**Written problem a:**
Please repeat the entries word for word, starting with their first line and going on through the line that contains "[[[225,90],[226,135],[268,139],[268,85]]]". Include both ends and leave the pictures out.

February 23, 2018
Every time I texted my friends about our reservation at Major Domo, autocorrect changed it to “major doom.”
I hoped that wasn’t an omen.
But when we get there – a journey through a strange, empty industrial landscape that feels like we’re driving to the edge of the moon – we find the most amazingly vibrant scene. Big, buzzy, loud and filled with young energy, this is, instantly, a place you want to be.
Waiters push carts around, giving it a faintly street feel. This is the first flavor, a water kimchi so refreshing I find myself picking up the bowl and inhaling the brine.
Then there are bings – flat breads with various toppings you dip into or roll inside.
I love them all – the spicy lamb, the eggplant, but most of all the chickpea hozon, a smooth velvety variation on humous that puts all others to shame.
This is sliced kampachi. The fish is delicious. What is better, however, is the bonji that comes with it. A variation on soy sauce, it’s made of fermented rye. I am deeply tempted to drink the entire bottle or – better yet – pocket it and take it home. Look for it in your future.
Lots of great vegetables here; I especially like the raw sugar snaps with horseradish and fried shallots.
Black cod is the silkiest, richest fish I know. It’s so filled with fat it’s almost impossible to ruin. Still, I really love this version with noodles, daikon and chilies.
Boiled chicken always looks so pathetic and vulnerable, and the whole one at Major Domo (it easily feeds three) is no exception. Carved and plated with those two sauces it becomes a lot more attractive. I especially like the ginger-scallion concoction, which reminds me of the one at New York Noodletown that was so wildly popular with French chefs in the early nineties.

[Region annotation entries]

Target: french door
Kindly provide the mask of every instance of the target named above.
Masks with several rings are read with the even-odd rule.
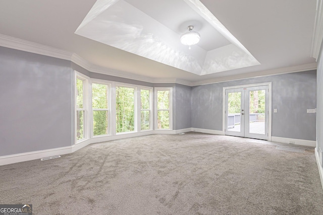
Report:
[[[225,90],[226,135],[268,139],[268,85]]]

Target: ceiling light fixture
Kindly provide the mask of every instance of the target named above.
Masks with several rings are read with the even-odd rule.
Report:
[[[181,42],[182,44],[189,46],[189,49],[191,49],[191,46],[197,43],[201,38],[201,35],[197,32],[192,31],[194,26],[190,25],[187,27],[188,32],[186,32],[181,36]]]

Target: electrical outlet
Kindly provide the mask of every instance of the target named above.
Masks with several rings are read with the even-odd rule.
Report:
[[[314,109],[307,109],[307,113],[315,113],[315,111]]]

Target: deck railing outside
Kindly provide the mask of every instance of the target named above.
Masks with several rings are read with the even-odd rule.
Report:
[[[249,114],[249,122],[264,122],[264,113],[250,113]],[[232,113],[228,115],[228,127],[234,128],[235,125],[240,124],[241,122],[240,113]]]

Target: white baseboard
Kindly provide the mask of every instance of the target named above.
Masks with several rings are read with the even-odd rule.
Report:
[[[319,174],[319,178],[321,180],[321,185],[322,186],[322,189],[323,189],[323,168],[320,165],[319,161],[319,155],[317,152],[317,148],[315,148],[315,157],[316,159],[316,164],[317,165],[317,168],[318,168],[318,173]]]
[[[176,134],[177,133],[189,132],[191,131],[191,128],[176,130],[150,130],[135,133],[121,134],[113,136],[93,137],[91,139],[85,140],[70,147],[1,156],[0,157],[0,166],[22,162],[24,161],[31,161],[32,160],[40,159],[41,158],[46,158],[48,157],[73,153],[73,152],[76,152],[83,147],[85,147],[91,144],[105,142],[107,141],[114,140],[116,139],[123,139],[125,138],[135,137],[136,136],[144,136],[150,134]]]
[[[116,139],[124,139],[125,138],[135,137],[137,136],[145,136],[146,135],[153,134],[154,131],[149,130],[133,133],[122,133],[106,136],[94,137],[91,139],[91,144],[106,142],[107,141],[115,140]]]
[[[125,138],[135,137],[136,136],[144,136],[150,134],[176,134],[180,133],[185,133],[190,131],[199,132],[201,133],[209,133],[212,134],[225,135],[224,131],[221,130],[188,128],[173,130],[150,130],[139,132],[121,134],[113,136],[93,137],[91,139],[85,140],[70,147],[2,156],[0,157],[0,166],[24,161],[31,161],[32,160],[40,159],[42,158],[46,158],[48,157],[72,153],[91,144],[105,142],[107,141],[114,140],[116,139],[123,139]],[[289,144],[290,141],[292,141],[294,142],[294,144],[295,145],[310,147],[315,147],[316,145],[315,141],[279,137],[277,136],[272,136],[272,141],[274,142],[286,144]],[[315,153],[316,153],[316,151]],[[316,155],[315,154],[315,156]],[[322,172],[323,172],[323,171]]]
[[[185,128],[179,130],[175,130],[175,134],[177,134],[181,133],[186,133],[187,132],[192,131],[192,128]]]
[[[0,166],[69,154],[72,152],[72,149],[71,146],[2,156],[0,157]]]
[[[278,136],[272,136],[272,141],[282,142],[284,144],[290,144],[293,142],[295,145],[305,146],[306,147],[315,147],[316,146],[316,141],[307,140],[306,139],[293,139],[291,138],[280,137]]]
[[[224,135],[224,132],[222,130],[210,130],[202,128],[192,128],[192,131],[199,132],[201,133],[210,133],[211,134]]]

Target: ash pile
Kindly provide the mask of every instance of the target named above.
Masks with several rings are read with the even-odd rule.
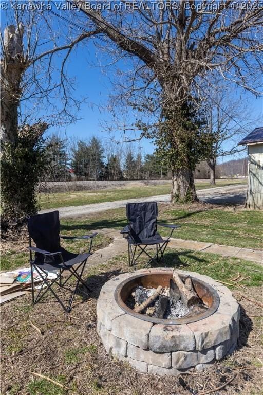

**Written problem b:**
In the Major Domo review, what is the bonji served with the kampachi made of?

**Written response a:**
Target: french door
Kindly provide the mask of every instance of the target named above.
Masks with several rings are read with the even-odd rule.
Report:
[[[225,90],[226,135],[268,139],[268,85]]]

**Written response b:**
Fermented rye.